** begin The data **
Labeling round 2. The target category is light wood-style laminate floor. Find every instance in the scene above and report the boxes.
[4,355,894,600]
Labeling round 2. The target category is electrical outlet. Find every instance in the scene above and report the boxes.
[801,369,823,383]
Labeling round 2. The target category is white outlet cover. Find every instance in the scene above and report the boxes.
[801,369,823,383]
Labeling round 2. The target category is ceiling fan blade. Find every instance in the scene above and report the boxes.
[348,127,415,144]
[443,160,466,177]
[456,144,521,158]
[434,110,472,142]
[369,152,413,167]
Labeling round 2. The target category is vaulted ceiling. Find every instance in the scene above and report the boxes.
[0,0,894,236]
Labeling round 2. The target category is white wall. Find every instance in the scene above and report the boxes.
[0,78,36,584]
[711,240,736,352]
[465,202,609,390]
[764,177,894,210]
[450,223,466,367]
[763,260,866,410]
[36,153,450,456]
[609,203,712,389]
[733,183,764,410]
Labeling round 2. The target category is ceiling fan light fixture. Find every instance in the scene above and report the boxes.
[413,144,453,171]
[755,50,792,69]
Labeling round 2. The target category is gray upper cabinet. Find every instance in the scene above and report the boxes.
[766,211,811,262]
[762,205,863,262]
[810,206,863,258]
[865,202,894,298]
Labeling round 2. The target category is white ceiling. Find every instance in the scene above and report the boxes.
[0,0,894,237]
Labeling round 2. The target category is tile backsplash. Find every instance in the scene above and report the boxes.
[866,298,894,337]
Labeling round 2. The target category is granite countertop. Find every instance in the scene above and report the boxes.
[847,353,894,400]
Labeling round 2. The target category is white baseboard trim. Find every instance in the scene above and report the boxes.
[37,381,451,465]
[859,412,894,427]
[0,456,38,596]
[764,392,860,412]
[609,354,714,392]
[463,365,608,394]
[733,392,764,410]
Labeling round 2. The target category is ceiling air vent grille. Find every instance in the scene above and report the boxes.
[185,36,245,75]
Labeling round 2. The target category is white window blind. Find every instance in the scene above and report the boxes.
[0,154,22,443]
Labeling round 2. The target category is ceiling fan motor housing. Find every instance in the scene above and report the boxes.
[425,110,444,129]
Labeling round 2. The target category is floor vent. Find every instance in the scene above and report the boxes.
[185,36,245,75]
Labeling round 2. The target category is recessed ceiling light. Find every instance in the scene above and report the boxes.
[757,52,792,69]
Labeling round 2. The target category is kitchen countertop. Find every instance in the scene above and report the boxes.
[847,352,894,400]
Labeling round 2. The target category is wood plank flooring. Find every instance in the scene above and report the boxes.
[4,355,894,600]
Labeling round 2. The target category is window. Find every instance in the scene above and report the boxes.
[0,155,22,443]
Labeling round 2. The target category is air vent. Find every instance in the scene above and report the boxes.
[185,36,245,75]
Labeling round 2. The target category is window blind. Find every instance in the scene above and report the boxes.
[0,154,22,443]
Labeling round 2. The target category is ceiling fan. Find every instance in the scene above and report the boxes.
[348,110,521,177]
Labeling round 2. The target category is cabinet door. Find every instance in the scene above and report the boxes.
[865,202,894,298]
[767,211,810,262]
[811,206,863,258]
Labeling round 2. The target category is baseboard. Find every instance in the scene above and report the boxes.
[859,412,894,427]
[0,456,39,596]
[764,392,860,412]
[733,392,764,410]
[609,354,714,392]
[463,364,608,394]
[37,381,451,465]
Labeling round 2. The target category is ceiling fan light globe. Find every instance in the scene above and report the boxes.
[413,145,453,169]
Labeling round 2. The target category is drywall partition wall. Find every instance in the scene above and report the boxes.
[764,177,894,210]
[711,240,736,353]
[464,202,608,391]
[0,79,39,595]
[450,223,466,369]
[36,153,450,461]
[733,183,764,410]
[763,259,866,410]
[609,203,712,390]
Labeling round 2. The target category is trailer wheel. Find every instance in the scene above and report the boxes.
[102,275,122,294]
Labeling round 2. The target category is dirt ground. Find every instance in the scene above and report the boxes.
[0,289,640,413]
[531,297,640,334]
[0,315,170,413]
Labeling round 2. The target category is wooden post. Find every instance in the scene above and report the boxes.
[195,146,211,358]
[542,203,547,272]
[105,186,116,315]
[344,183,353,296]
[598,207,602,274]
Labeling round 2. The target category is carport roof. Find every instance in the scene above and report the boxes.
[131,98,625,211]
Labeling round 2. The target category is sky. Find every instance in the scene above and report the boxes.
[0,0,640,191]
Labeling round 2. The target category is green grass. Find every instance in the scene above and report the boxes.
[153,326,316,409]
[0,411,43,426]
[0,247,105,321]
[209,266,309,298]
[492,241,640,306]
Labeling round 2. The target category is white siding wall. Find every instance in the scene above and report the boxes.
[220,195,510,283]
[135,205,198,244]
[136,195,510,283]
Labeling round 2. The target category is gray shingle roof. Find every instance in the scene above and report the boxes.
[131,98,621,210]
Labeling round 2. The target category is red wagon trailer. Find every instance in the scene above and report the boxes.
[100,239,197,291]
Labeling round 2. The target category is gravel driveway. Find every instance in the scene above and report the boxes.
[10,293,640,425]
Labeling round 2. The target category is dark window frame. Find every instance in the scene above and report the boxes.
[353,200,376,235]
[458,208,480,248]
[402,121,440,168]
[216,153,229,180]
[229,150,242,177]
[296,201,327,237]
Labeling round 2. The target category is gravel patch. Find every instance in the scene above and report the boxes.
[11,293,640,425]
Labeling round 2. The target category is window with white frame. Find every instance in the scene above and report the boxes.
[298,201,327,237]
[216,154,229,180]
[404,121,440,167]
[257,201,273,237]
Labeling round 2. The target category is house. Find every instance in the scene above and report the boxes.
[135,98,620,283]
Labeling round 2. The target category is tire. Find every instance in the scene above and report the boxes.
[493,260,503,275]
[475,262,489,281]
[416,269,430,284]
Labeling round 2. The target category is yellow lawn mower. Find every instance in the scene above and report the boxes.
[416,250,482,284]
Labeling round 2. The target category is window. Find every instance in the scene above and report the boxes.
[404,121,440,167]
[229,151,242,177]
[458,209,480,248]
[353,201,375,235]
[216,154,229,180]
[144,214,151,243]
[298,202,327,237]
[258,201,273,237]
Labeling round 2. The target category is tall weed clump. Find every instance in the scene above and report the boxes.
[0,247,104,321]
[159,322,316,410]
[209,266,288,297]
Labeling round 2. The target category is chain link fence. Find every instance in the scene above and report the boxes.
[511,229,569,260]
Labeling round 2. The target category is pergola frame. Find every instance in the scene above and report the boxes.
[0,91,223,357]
** end The data **
Request: Copy all of the records above word for word.

Task response:
Labeling round 2. The target category is light wood-style laminate floor. Find every instance in the scene above and report the boxes.
[4,355,894,600]
Labeling round 2. The target category is electrical outlet. Find every instance in the scene above and report the boxes.
[801,369,823,383]
Labeling round 2. The target category is white outlet cover. Find every instance in the scene above and report the boxes.
[801,369,823,383]
Labeling round 2. The target category is ceiling fan blade. Find every instance in the scene above and report the boxes.
[348,127,415,144]
[443,160,466,177]
[456,144,521,158]
[434,110,472,142]
[369,152,413,167]
Labeling round 2. The target category is vaulted ceiling. Find every instance in the scene above and report the boxes.
[0,0,894,236]
Labeling round 2. The target category is white wall. Find every instance in the scene above and report the boxes.
[0,78,36,584]
[711,240,736,352]
[465,202,609,390]
[764,177,894,210]
[450,223,466,367]
[763,260,866,410]
[36,153,450,456]
[609,203,712,389]
[733,183,764,410]
Labeling round 2. The target category is ceiling fan light fixture. Find every instance in the scene above and report the boxes.
[413,144,453,171]
[755,50,792,69]
Labeling round 2. The target category is gray upper cabinet. Find every instance in the scene above and report the boxes.
[766,211,811,262]
[762,205,863,262]
[810,206,863,258]
[865,202,894,298]
Labeling round 2. The target category is white ceiling. Find every instance in the scene above and report the boxes.
[0,0,894,237]
Labeling round 2. The target category is tile backsplash. Find every instance in the scene above and report the boxes.
[866,298,894,337]
Labeling round 2. The target category is granite countertop. Find every instance in the scene above and report the boxes.
[847,353,894,400]
Labeling round 2. The target category is white baseboard trim. Find every instance in the scene above and report the boxes.
[37,381,451,465]
[859,412,894,427]
[0,456,38,596]
[764,392,860,412]
[609,354,714,392]
[463,365,608,394]
[733,392,764,410]
Labeling round 2. The target category is ceiling air vent grille. Find every instance in the scene above and report the boxes.
[185,36,245,75]
Labeling round 2. The target category is white window blind. Find every instance in the scene above and report the boxes.
[0,154,22,443]
Labeling round 2. The target category is ceiling fan motor housing. Find every instance in the scene above and report the boxes.
[425,110,444,129]
Labeling round 2. The target category is floor vent. Find every instance in the scene above and report the boxes.
[185,36,245,75]
Labeling round 2. The target category is recessed ceiling light. Find every instance in the scene above and report the boxes.
[757,52,792,69]
Labeling round 2. The target category is kitchen countertop. Find every instance in the scene above and report the boxes.
[847,352,894,400]
Labeling round 2. The target category is wood plank flooring. Find every instance in the scene above and report the boxes.
[4,355,894,600]
Labeling round 2. The target category is window. Find every instance in the scene above and report the boxes.
[0,155,22,443]
Labeling round 2. The target category is air vent. Find every instance in the scene above and report the boxes.
[185,36,245,75]
Labeling round 2. The target category is window blind. Find every instance in the scene above and report the boxes.
[0,154,22,443]
Labeling round 2. The target category is ceiling fan. Find every instance in the scene above and report the boxes.
[348,110,521,177]
Labeling round 2. The target category is cabinet door. Find every instance in the scene above and report the boxes.
[865,202,894,298]
[767,211,810,262]
[811,206,863,258]
Labeling round 2. The target category is baseboard. Find every instance in the scene above and report the boxes.
[859,412,894,427]
[0,456,39,596]
[764,392,860,412]
[733,392,764,410]
[609,354,714,392]
[463,364,608,394]
[37,381,451,465]
Labeling round 2. The target category is ceiling fan light globe. Find every instance in the scene above and report the boxes.
[413,145,453,169]
Labeling round 2. The target category is drywall partition wall. Find every instance in the scene above and report the boxes.
[764,177,894,210]
[711,240,736,353]
[464,202,608,391]
[0,79,39,595]
[450,223,466,369]
[36,153,450,461]
[733,183,764,410]
[763,259,866,410]
[609,203,712,390]
Labeling round 2. The target category is trailer wheel. Find every instance in the scene above and report the boxes.
[102,275,122,294]
Labeling round 2. The target category is dirt ground. Find every instance in the scene above and report the boxes.
[0,289,640,413]
[531,297,640,334]
[0,315,170,413]
Labeling round 2. The target category is wooden post. Find every instance in the scene above and report the boxes.
[195,146,211,358]
[542,203,547,272]
[105,186,116,315]
[344,183,353,296]
[598,207,602,274]
Labeling round 2. The target category is carport roof. Find every instance in the scene above and report the boxes.
[131,98,625,211]
Labeling round 2. The target category is sky. Find every instance in the scene above and report the boxes.
[0,0,640,191]
Labeling round 2. The target category is green grass. Find every instance in the scene above and report the boxes.
[153,326,316,409]
[0,411,43,426]
[0,247,105,321]
[209,266,309,298]
[492,241,640,306]
Labeling round 2. The target category is white siding wall. Find every instance in the scene above and report the boxes.
[220,195,510,283]
[135,205,198,244]
[136,195,510,283]
Labeling round 2. The target category is gray shingle roof. Find every instance in the scene above and report the boxes.
[131,98,621,210]
Labeling round 2. The target category is red wagon trailer. Find every instance in the scene above and report the boxes.
[100,239,197,291]
Labeling round 2. The target category is gravel driveway. Find every instance in the scene above and report the boxes.
[10,293,640,425]
Labeling round 2. The target category is dark window frame. Find every instance in the scene above and report the boxes.
[353,200,376,235]
[458,208,480,248]
[402,121,440,168]
[216,153,229,180]
[229,150,242,177]
[296,201,327,237]
Labeling round 2. The target category is gravel patch. Find every instance in the scene above and report the boxes.
[11,293,640,425]
Labeling round 2. The target category is window with white frame. Find every instance in the scene above and report the boxes.
[298,201,327,237]
[216,154,229,180]
[404,121,440,167]
[257,201,273,237]
Labeling round 2. The target category is house. Find every instance in the scene above and report the boxes.
[135,98,620,283]
Labeling round 2. The target category is tire. Find every instance in the scene above and report the boxes.
[493,260,503,275]
[475,262,489,281]
[416,269,430,284]
Labeling round 2. The target category is yellow lawn mower. Find every instance in the scene above and report the boxes.
[416,250,482,284]
Labeling round 2. The target category is window. Find every instance in the scene above and report the boxes.
[404,121,440,167]
[229,151,242,177]
[458,209,480,248]
[353,201,375,235]
[216,154,229,180]
[144,214,151,243]
[298,202,327,237]
[258,201,273,237]
Labeling round 2. The target category is tall weed clump. Find every instance in the scene above and report the boxes.
[0,247,104,321]
[159,322,316,410]
[209,266,288,297]
Labeling round 2. The target category is chain link fence. Find every instance in the scene above and report the boxes.
[511,229,569,260]
Labeling round 2. The target category is pergola frame. Find every instance in the scene above and report the boxes.
[0,91,223,357]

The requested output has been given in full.